● **TASK REQUIREMENTS**
Each record below should be printed exactly as it was written.

● **SUPPLIED MATERIAL**

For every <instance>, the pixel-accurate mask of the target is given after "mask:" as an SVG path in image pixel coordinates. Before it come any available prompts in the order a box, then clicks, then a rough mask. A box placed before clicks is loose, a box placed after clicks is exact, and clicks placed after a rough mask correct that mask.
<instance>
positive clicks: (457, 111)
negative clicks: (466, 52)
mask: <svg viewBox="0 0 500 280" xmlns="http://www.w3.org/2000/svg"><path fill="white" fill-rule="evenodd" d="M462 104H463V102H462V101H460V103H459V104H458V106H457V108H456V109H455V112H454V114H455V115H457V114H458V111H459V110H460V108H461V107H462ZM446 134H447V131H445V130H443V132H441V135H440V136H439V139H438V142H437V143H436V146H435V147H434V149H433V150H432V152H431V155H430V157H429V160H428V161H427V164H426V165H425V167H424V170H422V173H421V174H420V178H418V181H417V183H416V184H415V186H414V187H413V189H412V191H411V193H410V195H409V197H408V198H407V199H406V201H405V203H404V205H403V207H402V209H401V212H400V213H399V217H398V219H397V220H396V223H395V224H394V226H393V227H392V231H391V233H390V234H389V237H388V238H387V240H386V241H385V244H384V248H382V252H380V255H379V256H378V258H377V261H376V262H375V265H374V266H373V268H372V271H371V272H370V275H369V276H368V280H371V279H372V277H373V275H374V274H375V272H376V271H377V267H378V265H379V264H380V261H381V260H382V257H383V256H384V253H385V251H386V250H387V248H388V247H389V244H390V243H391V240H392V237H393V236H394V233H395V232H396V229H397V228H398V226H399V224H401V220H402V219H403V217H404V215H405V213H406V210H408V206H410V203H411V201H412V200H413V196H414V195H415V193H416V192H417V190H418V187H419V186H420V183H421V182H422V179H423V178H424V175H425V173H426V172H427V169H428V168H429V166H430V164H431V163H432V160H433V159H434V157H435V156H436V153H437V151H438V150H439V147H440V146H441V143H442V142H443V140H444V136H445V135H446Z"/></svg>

● **RESPONSE TO THE EXERCISE**
For every <instance>, the pixel-accurate mask of the target is given after "mask:" as an SVG path in image pixel coordinates. Before it come any available prompts in the order a box, then clicks, then a rough mask. A box placed before clicks is loose, a box placed after clicks is exact, and clicks placed after a rough mask correct that mask.
<instance>
positive clicks: (457, 111)
negative clicks: (466, 52)
mask: <svg viewBox="0 0 500 280" xmlns="http://www.w3.org/2000/svg"><path fill="white" fill-rule="evenodd" d="M462 104H463V102H462V101H460V103H459V104H458V106H457V108H456V109H455V112H454V114H455V115H457V114H458V111H459V110H460V108H461V107H462ZM446 134H447V131H445V130H443V132H441V135H440V136H439V139H438V142H437V143H436V146H435V147H434V149H433V150H432V152H431V155H430V157H429V160H428V161H427V164H426V165H425V167H424V170H422V173H421V174H420V178H418V181H417V183H416V184H415V186H414V187H413V189H412V191H411V193H410V195H409V197H408V198H407V199H406V201H405V203H404V205H403V207H402V209H401V212H400V213H399V217H398V219H397V220H396V223H395V224H394V226H393V227H392V231H391V233H390V234H389V237H388V238H387V240H386V241H385V244H384V248H382V252H380V255H379V256H378V258H377V261H376V262H375V265H374V266H373V268H372V271H371V272H370V275H369V276H368V280H371V279H372V277H373V275H374V274H375V272H376V271H377V267H378V265H379V264H380V261H381V260H382V257H383V256H384V253H385V251H386V250H387V248H388V247H389V244H390V243H391V240H392V237H393V236H394V233H395V232H396V229H397V228H398V226H399V224H401V220H402V219H403V217H404V215H405V213H406V210H408V206H410V203H411V201H412V200H413V196H414V195H415V193H416V192H417V190H418V187H419V186H420V183H421V182H422V179H423V178H424V175H425V173H426V172H427V169H428V168H429V166H430V164H431V163H432V160H433V159H434V157H435V156H436V153H437V151H438V150H439V147H440V146H441V143H442V142H443V140H444V136H445V135H446Z"/></svg>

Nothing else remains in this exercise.